SUPPLIED RECORDS Start Marker

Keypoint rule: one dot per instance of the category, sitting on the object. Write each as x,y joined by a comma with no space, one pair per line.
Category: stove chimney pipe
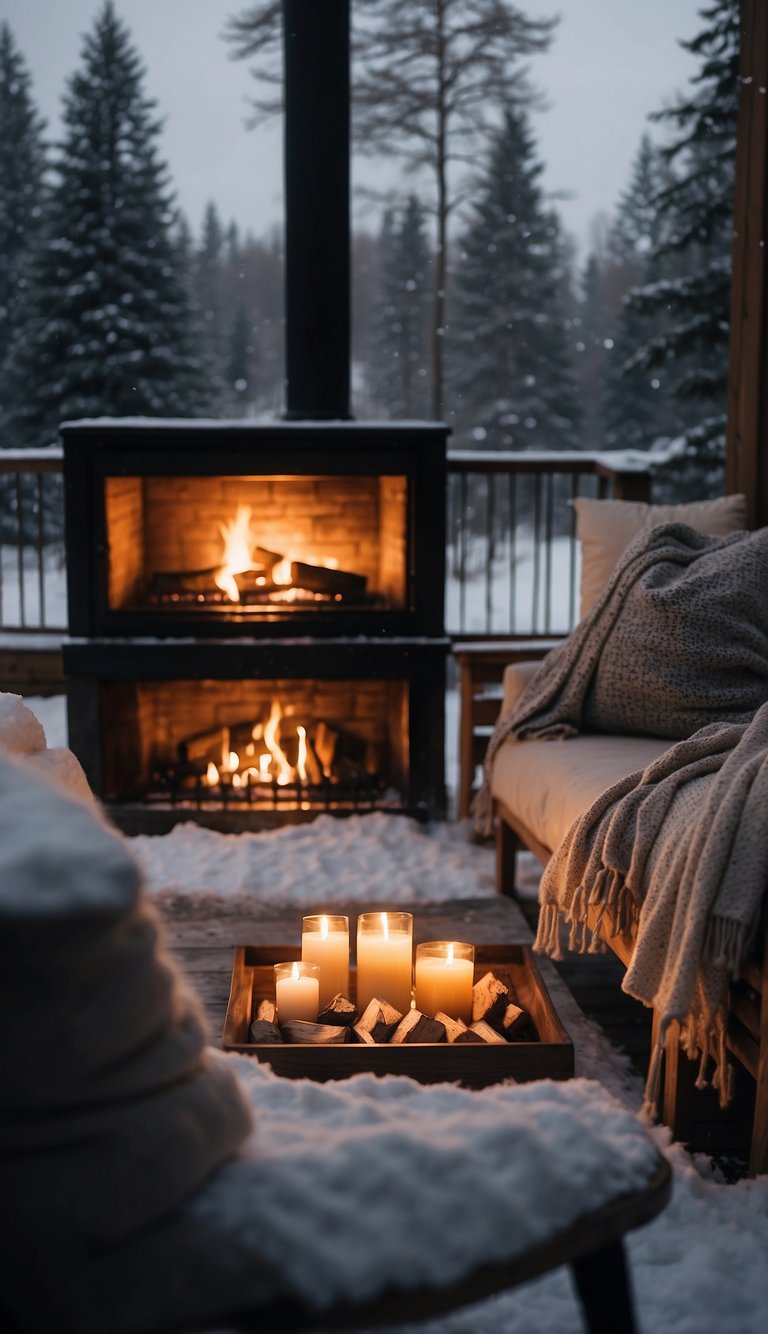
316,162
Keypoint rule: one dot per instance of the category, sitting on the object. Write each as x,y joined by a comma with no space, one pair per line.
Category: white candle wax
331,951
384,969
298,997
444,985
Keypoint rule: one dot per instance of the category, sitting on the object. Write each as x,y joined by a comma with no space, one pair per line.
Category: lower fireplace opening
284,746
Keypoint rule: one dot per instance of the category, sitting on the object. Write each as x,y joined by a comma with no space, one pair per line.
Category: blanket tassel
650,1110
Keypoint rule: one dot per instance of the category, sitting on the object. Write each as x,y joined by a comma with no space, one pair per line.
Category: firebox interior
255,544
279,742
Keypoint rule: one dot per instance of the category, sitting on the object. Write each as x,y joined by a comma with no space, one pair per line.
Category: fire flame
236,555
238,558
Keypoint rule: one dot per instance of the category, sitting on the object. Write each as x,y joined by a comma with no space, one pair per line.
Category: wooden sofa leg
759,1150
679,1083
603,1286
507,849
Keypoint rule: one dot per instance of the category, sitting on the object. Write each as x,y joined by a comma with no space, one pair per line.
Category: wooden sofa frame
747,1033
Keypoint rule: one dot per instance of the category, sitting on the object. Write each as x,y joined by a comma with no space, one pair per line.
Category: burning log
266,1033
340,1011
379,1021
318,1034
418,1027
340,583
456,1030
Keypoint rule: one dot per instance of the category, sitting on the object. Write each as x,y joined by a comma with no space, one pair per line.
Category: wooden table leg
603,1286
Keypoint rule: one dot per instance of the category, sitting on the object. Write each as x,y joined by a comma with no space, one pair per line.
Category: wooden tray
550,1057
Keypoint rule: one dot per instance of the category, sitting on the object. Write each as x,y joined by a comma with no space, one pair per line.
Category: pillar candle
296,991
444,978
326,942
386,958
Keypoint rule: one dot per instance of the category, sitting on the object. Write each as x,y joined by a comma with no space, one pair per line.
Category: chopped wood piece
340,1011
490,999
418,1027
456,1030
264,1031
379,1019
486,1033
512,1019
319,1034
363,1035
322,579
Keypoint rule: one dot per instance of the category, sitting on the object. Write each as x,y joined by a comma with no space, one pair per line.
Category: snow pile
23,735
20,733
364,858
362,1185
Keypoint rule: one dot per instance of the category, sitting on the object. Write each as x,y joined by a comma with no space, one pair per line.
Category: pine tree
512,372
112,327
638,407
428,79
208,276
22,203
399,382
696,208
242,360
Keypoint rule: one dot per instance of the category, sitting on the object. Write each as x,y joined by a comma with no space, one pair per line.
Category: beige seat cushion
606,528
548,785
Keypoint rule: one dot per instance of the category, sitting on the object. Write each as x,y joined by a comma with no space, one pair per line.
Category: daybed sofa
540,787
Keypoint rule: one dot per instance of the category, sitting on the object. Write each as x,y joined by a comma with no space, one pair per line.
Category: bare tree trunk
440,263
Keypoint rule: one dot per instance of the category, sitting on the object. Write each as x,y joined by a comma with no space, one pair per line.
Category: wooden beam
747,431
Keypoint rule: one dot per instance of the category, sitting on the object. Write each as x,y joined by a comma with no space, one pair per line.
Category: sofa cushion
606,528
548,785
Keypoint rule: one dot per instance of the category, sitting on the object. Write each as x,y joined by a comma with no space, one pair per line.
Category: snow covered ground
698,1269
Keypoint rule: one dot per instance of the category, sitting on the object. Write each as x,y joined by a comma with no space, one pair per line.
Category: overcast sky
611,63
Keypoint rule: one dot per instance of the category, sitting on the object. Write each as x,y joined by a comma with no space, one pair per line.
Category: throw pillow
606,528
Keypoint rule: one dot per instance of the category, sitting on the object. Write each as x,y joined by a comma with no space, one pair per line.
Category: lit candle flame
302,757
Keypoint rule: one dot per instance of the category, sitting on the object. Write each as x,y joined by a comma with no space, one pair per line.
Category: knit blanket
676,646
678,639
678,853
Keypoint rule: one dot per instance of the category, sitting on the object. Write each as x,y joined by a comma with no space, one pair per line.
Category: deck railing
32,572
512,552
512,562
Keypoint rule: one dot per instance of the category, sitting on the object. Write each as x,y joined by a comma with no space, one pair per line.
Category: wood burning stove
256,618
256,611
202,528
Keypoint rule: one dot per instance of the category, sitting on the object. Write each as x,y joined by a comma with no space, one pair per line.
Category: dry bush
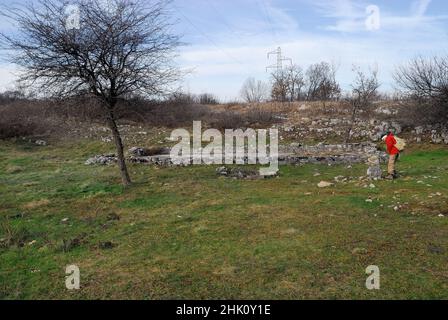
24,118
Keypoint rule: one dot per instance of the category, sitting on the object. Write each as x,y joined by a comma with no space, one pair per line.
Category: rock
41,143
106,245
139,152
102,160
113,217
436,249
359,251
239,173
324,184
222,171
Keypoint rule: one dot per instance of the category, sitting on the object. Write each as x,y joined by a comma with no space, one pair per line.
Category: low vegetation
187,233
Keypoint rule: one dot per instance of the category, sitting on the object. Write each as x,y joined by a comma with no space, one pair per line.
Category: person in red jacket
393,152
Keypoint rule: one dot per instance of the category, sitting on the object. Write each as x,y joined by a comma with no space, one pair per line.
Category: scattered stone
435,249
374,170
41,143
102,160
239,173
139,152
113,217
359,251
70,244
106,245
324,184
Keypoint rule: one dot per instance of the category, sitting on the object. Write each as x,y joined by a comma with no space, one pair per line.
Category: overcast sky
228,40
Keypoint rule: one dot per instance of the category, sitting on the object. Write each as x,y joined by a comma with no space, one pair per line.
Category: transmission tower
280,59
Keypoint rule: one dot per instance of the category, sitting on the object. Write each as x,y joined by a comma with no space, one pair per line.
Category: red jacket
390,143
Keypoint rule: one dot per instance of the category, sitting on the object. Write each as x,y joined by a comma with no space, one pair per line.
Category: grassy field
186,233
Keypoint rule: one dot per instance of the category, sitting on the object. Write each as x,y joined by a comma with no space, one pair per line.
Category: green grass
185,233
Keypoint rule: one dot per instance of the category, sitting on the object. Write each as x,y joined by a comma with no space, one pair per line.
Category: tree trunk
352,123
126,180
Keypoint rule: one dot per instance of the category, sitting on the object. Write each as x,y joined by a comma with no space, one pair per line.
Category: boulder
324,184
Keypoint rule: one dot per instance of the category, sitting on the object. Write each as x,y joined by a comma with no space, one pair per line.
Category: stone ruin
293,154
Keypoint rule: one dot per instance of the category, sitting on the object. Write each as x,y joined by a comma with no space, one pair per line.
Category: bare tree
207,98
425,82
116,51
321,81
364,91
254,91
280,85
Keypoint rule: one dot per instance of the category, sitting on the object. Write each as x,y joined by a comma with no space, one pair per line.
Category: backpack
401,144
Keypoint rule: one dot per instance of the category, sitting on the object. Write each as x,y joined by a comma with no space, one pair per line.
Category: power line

SUPPLIED RECORDS End Marker

PROBLEM TO WORK ON: Retype the data above verbatim, minus images.

TASK RESPONSE:
Keypoint rule: one dot per instance of the category, sitting on the object. Write each as x,y joined by a comma with no space, one pair per line.
Category: stove chimney pipe
316,162
Keypoint rule: one dot per instance of the category, sitting on the object. Write each as x,y joined by a comma with no space, one pair per line.
Category: white candle wax
331,951
384,969
298,997
444,985
Keypoint rule: one dot per instance of the category, sitting on the object. Write each as x,y joined by a comma with no space, one pair per line.
Category: lower fireplace opening
284,746
Keypoint rule: one dot per instance of the category, sitting on the object. Write each as x,y joined by a comma with no space, one pair per line.
Category: blanket tassel
650,1110
Keypoint rule: one dot per instance of the category, sitting on the object. Write each as x,y joined by a comma with no space, one pair per line.
Category: firebox interior
255,544
279,742
Keypoint rule: one dot per instance of the category, sitting on the object. Write each as x,y joined by a comma with no space, one pair per line.
Category: fire flame
236,555
238,558
Keypoint rule: one dot per instance of the category, sitting on the object. Write each as x,y joined by a comma with no space, one pair per line.
Category: wooden sofa leg
759,1150
679,1083
603,1286
507,849
Keypoint rule: one dot per instance of the category, sitting on the object. Write each as x,y joined by a comma with no space, one pair per line.
Category: wooden sofa frame
747,1033
Keypoint rule: one dot per instance of the category, sitting on the object. Write each as x,y joined by a comma with no space, one pair per line.
Category: burning log
266,1033
340,1011
379,1021
318,1034
418,1027
340,583
456,1030
Keypoint rule: one dot per instance of the category, sitting on the object. Write each as x,y joined by a comma with no space, one pair per line.
Category: wooden table leg
603,1286
Keypoint rule: one dot per instance of the category, sitting on the object. Write each as x,y joined by a comma with no space, one pair per line.
Category: wooden tray
550,1057
Keypoint rule: one dot per instance of the category, sitting on the object. Write each as x,y joined by a comma with no space, one pair per line.
Category: pillar candle
296,991
444,978
326,942
386,958
Keypoint rule: one dot per instance of the category, sitting on the object. Write each as x,y joined by a comma with no space, one pair per line.
Category: chopped wood piece
340,1011
490,999
418,1027
456,1030
264,1031
379,1019
486,1033
512,1019
319,1034
363,1035
322,579
Keypoint rule: one dot per instance of the category, sitting on the object. Write each as x,y joined by a comma with no space, one pair per line.
Category: snow pile
23,735
20,733
364,858
362,1185
Keypoint rule: one dot per instance of the category, sitting on the object. Write each as x,y joined by a comma with no space, one pair per line.
Category: pine tree
512,372
112,327
638,407
428,79
208,276
22,203
399,382
696,208
242,360
Keypoint rule: one dot per instance of the category, sitting on the object. Write each as x,y joined by a comma with no space, one pair per line.
Category: beige seat cushion
606,528
548,785
Keypoint rule: one dot per instance of the category, sitting on the object. Write each as x,y joined by a comma with no space, one pair per line.
Category: daybed sofa
540,787
Keypoint rule: one dot per instance of the category, sitting on the object. Write each as x,y joined by a comma with no space, one pair per line.
Category: bare tree trunk
440,263
Keypoint rule: one dot per instance of the category, sitting on the object. Write each as x,y joined by a comma with no space, one pair per line.
Category: wooden beam
747,431
Keypoint rule: one dot per instance of the category, sitting on the object. Write each as x,y joined by a comma with no space, one pair per line.
Category: sofa cushion
606,528
548,785
Keypoint rule: one dot per instance of the category, sitting on the object. Write each as x,y joined by a comma with no space, one pair per line.
Category: snow covered ground
698,1269
Keypoint rule: one dot per instance of the category, sitting on the object. Write each as x,y joined by a comma with no space, one pair per line.
Category: overcast sky
611,63
Keypoint rule: one dot per instance of the category, sitting on the object. Write each as x,y joined by a comma with no space, one pair per line.
Category: throw pillow
606,528
Keypoint rule: one dot per instance of the category, sitting on the object. Write each as x,y joined by a comma with no space, one pair per line.
Category: lit candle flame
302,757
Keypoint rule: one dot per instance of the category, sitting on the object. Write each as x,y joined by a comma with no space, one pair per line.
Category: knit blanket
676,646
678,639
678,853
Keypoint rule: one dot per instance of the category, sitting on the object. Write each as x,y joined by a comma with no space, one pair per line.
Category: deck railing
32,572
512,552
512,562
Keypoint rule: one dot per instance of the category, sitting on the object. Write each as x,y joined by a comma with no space, one pair per line.
Category: wood burning stove
256,618
256,611
202,528
Keypoint rule: one dot per instance of the category, sitting on the object. Write each as x,y joined by a comma with no space, one pair per line.
Category: dry bush
24,118
Keypoint rule: one dot per instance of the category, sitting on the object. Write each as x,y joined by a comma with no space, one pair per line.
Category: rock
41,143
106,245
139,152
102,160
113,217
436,249
359,251
239,173
324,184
222,171
Keypoint rule: one dot per instance of the category, sitting on the object. Write each as x,y joined by a comma with no space, one pair per line.
Category: low vegetation
187,233
Keypoint rule: one dot per instance of the category, sitting on the object. Write each as x,y joined by a comma with no space, one pair per line.
Category: person in red jacket
393,152
Keypoint rule: one dot per instance of the category, sitting on the object. Write each as x,y joined by a comma with no space, one pair per line.
Category: scattered stone
435,249
374,170
41,143
102,160
239,173
139,152
113,217
359,251
70,244
106,245
324,184
Keypoint rule: one dot per instance of the category, sitting on the object. Write each as x,y joined by a comma with no space, one pair per line.
Category: overcast sky
228,40
Keypoint rule: one dot per instance of the category, sitting on the object. Write each as x,y joined by a comma with no space, one pair per line.
Category: transmission tower
280,59
Keypoint rule: one dot per instance of the category, sitting on the object. Write each as x,y joined by a comma with no space, one pair per line.
Category: red jacket
390,143
Keypoint rule: one dot per instance of the category, sitting on the object. Write each as x,y joined by a comma with no space, one pair per line.
Category: grassy field
186,233
Keypoint rule: one dot per instance of the category, sitting on the object. Write each as x,y joined by a comma with no space, one pair per line.
Category: green grass
185,233
Keypoint rule: one dot per instance of the category, sitting on the object. Write each as x,y joined by a comma with no space, one pair per line.
Category: tree trunk
352,123
126,180
Keypoint rule: one dot per instance of the category, sitting on the object. Write each as x,y joined by a comma with no space, one pair per line.
Category: boulder
324,184
Keypoint rule: one dot per instance of the category, sitting on the object. Write each as x,y joined by a comma with no space, one pair per line.
Category: stone ruin
293,154
Keypoint rule: one dot per instance of the category, sitting on the object. Write each as x,y joined by a comma with no space, one pair per line.
Category: bare tree
207,98
425,82
116,51
321,81
364,91
254,91
280,85
Keypoint rule: one dot per instance of the category, sitting on the object. Write each as x,y joined by a comma with no space, one pair per line.
Category: backpack
401,144
Keypoint rule: one dot per instance of the category, sitting on the object. Write each as x,y joined by a comma with no space, one pair per line.
Category: power line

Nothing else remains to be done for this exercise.